--- Begin GIVEN TEXT ---
1) Only allow smart-pointer-based techniques with either a tracing
and/or reference counting collector.  This involves some glitches and
an inherent performance cost.

2) Allow implementations to replace all built-in memory allocation
mechanisms (malloc, new, STL default allocator) with allocators that
implicitly garbage collect.  Destructors would be invoked only if
objects are explicitly deallocated.  Presumably this would be enabled
by a compiler option.

3) Allow selective allocation of garbage-collected memory, e.g. by
explicitly using a different allocator for STL collections, or by
inherting from a "gc" class which provides a nonstandard allocator.

4) Provide a full safe subset of C++ along the lines of the Ellis &
Detlefs proposal.

I think (1) requires no changes to the standard.  But it has other
disadvantagees which have been discussed here.
--- End GIVEN TEXT ---
--- Begin GIVEN DATA ---
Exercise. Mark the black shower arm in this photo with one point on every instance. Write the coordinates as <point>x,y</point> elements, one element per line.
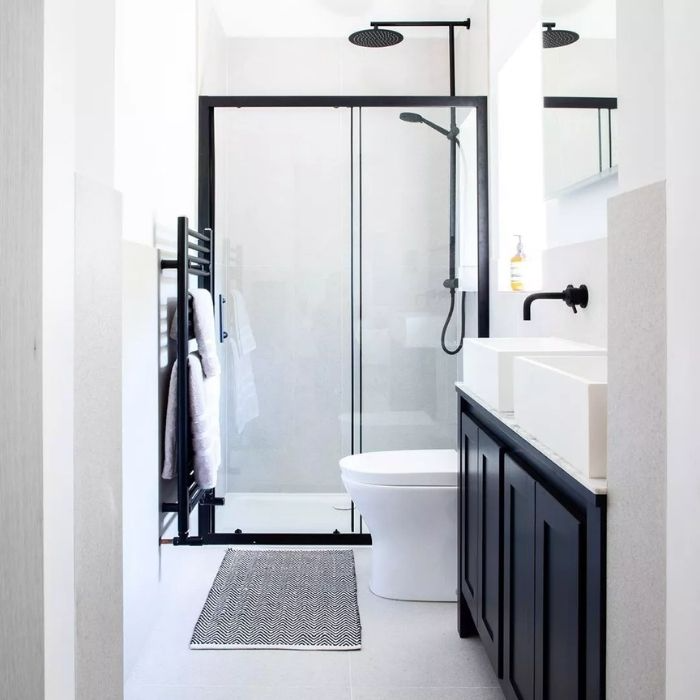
--- End GIVEN DATA ---
__PROBLEMS TO SOLVE__
A. According to the C++ garbage collection post, under the second option, when would destructors be invoked?
B. Return the passage of the C++ garbage collection post between "3) Allow selective" and "Detlefs proposal.", inclusive.
C. Resume the C++ garbage collection post from the point where it stops.

__THE RESULTS__
A. Only if objects are explicitly deallocated.

B.
3) Allow selective allocation of garbage-collected memory, e.g. by
explicitly using a different allocator for STL collections, or by
inherting from a "gc" class which provides a nonstandard allocator.

4) Provide a full safe subset of C++ along the lines of the Ellis &
Detlefs proposal.

C.
I would personally like to see (2) supported.  Empirically it's
useful.  Officially sanctioning it would make the Geodesic Systems
Great Circle collector, the Purfy leak detector, and some modes of use
for our collector officially correct.  These are all in fairly
widespread use anyway.

I think the minimum required change to the standard to support this
would be something similar to Bjarne Stroustrup's earlier proposal.
(Google found it at http://std.dkuug.dk/jtc1/sc22/wg21/docs/papers/1996/N0932.pdf,
which may may not be a stable reference.)  This essentially allows the
implementation to drop objects that have no recognizable references to
them.

It would be very useful, but less critical than Stroustrup's proposal,
to standardize more of the interface to the optional collector.  In
particular, it would be nice to standardize some way to finalize an
object.  It would also be nice to be able to allocate untraced and/or
uncollectable memory.

An implementation that actually does this may potentially break an
existing application.  Current evidence suggests this will be rare.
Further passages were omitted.